(Prompt)
Set down all the data again. Change nothing.
------------------------
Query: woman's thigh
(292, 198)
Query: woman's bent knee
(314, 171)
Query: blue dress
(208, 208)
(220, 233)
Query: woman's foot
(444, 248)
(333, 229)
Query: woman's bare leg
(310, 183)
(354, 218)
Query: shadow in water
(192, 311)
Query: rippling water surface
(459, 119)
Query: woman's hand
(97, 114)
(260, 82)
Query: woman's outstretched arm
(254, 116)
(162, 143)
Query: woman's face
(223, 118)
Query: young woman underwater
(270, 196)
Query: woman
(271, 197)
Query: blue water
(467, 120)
------------------------
(Exercise result)
Query: woman's thigh
(292, 198)
Query: woman's bent knee
(314, 171)
Query: blue dress
(208, 208)
(220, 233)
Query: woman's foot
(444, 248)
(333, 229)
Query: woman's bare leg
(310, 183)
(354, 218)
Query: shadow in water
(192, 311)
Query: rippling water surface
(459, 119)
Query: woman's hand
(97, 114)
(260, 82)
Query: woman's outstretched arm
(254, 116)
(162, 143)
Query: woman's face
(223, 118)
Query: young woman underwater
(270, 196)
Query: woman
(271, 197)
Query: blue water
(467, 120)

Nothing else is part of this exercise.